- **PROBLEM**
Print the full listing once more, exactly as given.
**********
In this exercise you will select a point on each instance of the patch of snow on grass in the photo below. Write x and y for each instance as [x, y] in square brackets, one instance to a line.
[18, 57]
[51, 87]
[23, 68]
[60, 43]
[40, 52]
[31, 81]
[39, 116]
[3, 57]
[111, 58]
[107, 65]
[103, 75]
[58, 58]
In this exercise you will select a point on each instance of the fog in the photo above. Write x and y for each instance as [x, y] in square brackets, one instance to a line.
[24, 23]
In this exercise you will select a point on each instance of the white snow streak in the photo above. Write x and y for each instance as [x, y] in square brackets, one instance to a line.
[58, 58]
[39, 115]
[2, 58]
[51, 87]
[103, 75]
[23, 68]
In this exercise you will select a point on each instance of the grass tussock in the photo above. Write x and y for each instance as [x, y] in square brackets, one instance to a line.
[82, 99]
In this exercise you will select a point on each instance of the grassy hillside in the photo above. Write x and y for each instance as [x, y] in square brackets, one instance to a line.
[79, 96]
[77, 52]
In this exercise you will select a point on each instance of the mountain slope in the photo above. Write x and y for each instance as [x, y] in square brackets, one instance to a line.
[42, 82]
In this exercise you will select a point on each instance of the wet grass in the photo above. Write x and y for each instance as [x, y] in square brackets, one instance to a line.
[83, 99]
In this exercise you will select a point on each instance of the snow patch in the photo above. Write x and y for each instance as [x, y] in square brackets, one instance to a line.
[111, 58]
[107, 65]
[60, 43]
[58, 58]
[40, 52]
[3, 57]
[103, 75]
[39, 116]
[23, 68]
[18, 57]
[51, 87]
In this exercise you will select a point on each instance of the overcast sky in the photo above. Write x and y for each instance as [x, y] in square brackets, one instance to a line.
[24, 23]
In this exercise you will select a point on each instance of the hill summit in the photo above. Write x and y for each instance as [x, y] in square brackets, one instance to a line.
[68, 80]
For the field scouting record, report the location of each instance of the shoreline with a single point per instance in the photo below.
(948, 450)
**********
- **ANSWER TO THE PROBLEM**
In this exercise you will select a point on each instance of the patch of snow on grass in the photo below. Write x and y for each instance as [x, y] in square brackets, one instance to a line.
[18, 57]
[51, 87]
[23, 68]
[60, 43]
[40, 52]
[31, 81]
[39, 116]
[3, 57]
[111, 58]
[107, 65]
[103, 75]
[58, 58]
In this exercise you will select a point on each instance of the fog in the photo above. Write x and y for each instance as [x, y] in square brackets, one instance to a line.
[24, 23]
In this exercise you will select a point on each instance of the white snow streak in the photo above. Write x and y for each instance as [x, y] in square brackets, one instance to a line.
[58, 58]
[39, 115]
[2, 58]
[51, 87]
[103, 75]
[23, 68]
In this exercise you will select a point on each instance of the grass tussock in the photo above. Write x and y for each instance as [x, y] in square brackets, one instance to a line.
[82, 99]
In this exercise you will select a point on each instance of the grassy hillside in the photo above. Write x and y for each instance as [x, y] in square brackets, one instance to a line.
[79, 96]
[77, 52]
In this exercise you will select a point on each instance of the mountain slope in the photo above. Write x and y for each instance as [x, y] in square brackets, one instance to a line.
[42, 82]
In this exercise you will select a point on each instance of the wet grass in the photo above. Write x and y for each instance as [x, y] in square brackets, one instance to a line.
[83, 99]
In this exercise you will select a point on each instance of the snow patch in the photo above. Write x and y for each instance as [x, y] in square brackets, one instance to a line.
[111, 58]
[107, 65]
[60, 43]
[58, 58]
[40, 52]
[3, 57]
[103, 75]
[39, 116]
[23, 68]
[18, 57]
[51, 87]
In this exercise you will select a point on each instance of the overcast sky in the photo above. Write x and y for each instance as [x, y] in square brackets, one instance to a line.
[24, 23]
In this exercise you will select a point on each instance of the hill summit in the photo above. Write x and y for each instance as [x, y] in square brackets, one instance to a line.
[68, 80]
For the field scouting record, report the location of each instance of the shoreline with a single point per instance in the photo below.
(948, 450)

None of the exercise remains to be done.